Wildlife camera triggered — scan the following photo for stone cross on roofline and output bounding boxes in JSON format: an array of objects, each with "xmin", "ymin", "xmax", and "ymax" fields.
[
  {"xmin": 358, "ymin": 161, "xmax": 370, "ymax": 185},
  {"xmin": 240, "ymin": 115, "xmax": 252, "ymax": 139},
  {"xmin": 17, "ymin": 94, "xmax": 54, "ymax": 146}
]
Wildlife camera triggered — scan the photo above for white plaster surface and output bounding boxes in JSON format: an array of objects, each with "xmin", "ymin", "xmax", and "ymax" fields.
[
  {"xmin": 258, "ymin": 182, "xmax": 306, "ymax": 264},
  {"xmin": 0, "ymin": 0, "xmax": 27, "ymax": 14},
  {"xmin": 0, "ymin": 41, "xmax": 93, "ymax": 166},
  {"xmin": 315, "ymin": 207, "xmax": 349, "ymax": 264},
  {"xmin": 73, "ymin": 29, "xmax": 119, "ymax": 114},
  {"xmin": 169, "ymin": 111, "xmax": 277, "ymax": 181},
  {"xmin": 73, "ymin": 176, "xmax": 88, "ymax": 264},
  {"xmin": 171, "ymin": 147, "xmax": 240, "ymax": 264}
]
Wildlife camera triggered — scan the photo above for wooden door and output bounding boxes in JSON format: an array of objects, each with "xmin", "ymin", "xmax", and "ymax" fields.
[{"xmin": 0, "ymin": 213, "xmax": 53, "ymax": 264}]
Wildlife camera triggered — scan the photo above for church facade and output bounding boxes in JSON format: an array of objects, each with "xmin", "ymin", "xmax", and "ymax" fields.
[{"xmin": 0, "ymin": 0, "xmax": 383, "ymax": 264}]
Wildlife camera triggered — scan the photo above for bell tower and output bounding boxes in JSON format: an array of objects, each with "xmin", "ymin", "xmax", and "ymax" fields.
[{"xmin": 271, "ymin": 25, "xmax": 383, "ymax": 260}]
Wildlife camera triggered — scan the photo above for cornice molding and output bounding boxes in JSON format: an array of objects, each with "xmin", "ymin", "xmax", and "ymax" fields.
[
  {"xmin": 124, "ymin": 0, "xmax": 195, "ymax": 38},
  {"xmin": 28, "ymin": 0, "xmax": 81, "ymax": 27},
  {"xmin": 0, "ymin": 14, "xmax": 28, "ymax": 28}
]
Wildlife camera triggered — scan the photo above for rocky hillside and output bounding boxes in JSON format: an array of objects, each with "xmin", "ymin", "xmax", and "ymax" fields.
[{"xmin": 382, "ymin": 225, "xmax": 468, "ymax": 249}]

Instructions to follow: Please reproduce every one of the records above verbatim.

Task response:
Wildlife camera triggered — scan the following photo for stone cross on roofline and output bounding boxes in JSON format: an array of objects, each with "xmin", "ymin", "xmax", and "ymax" fields.
[
  {"xmin": 358, "ymin": 161, "xmax": 370, "ymax": 185},
  {"xmin": 240, "ymin": 115, "xmax": 252, "ymax": 139},
  {"xmin": 17, "ymin": 94, "xmax": 54, "ymax": 146}
]
Wildlife camera triggered — scan the photo above for white plaster surface and output bounding boxes in JSON format: an array of objects, each with "xmin", "ymin", "xmax", and "ymax" fields.
[
  {"xmin": 258, "ymin": 182, "xmax": 306, "ymax": 264},
  {"xmin": 0, "ymin": 0, "xmax": 27, "ymax": 14},
  {"xmin": 0, "ymin": 41, "xmax": 93, "ymax": 166},
  {"xmin": 315, "ymin": 207, "xmax": 349, "ymax": 264},
  {"xmin": 73, "ymin": 29, "xmax": 119, "ymax": 114},
  {"xmin": 169, "ymin": 111, "xmax": 277, "ymax": 181},
  {"xmin": 73, "ymin": 176, "xmax": 88, "ymax": 264},
  {"xmin": 171, "ymin": 147, "xmax": 240, "ymax": 264}
]
Wildlife camera triggered — scan the photo above for wooden door and output bounding boxes in JSON format: an array of objects, each with "xmin", "ymin", "xmax", and "ymax" fields.
[{"xmin": 0, "ymin": 213, "xmax": 53, "ymax": 264}]
Wildlife camera triggered — scan the photo above for church facade and output bounding boxes in JSON format: an array of objects, each with "xmin", "ymin", "xmax", and "ymax" fields.
[{"xmin": 0, "ymin": 0, "xmax": 383, "ymax": 264}]
Wildlife camera triggered — scan the photo above for bell tower and output bounding boxes in JSON format: an array of objects, each with "xmin", "ymin", "xmax", and "ymax" fields.
[{"xmin": 271, "ymin": 25, "xmax": 383, "ymax": 260}]
Wildlife camera triggered — scan the photo above for cornice molding and output bounding boxes in JSON format: an array of objects, each with "xmin", "ymin", "xmax", and "ymax" fields.
[
  {"xmin": 124, "ymin": 0, "xmax": 195, "ymax": 38},
  {"xmin": 28, "ymin": 0, "xmax": 81, "ymax": 27},
  {"xmin": 0, "ymin": 14, "xmax": 28, "ymax": 28}
]
Wildlife camera triggered — scan the photo above for rocky hillside and output bounding boxes in JSON format: an array of objects, each with "xmin", "ymin", "xmax", and "ymax" fields.
[{"xmin": 382, "ymin": 225, "xmax": 468, "ymax": 249}]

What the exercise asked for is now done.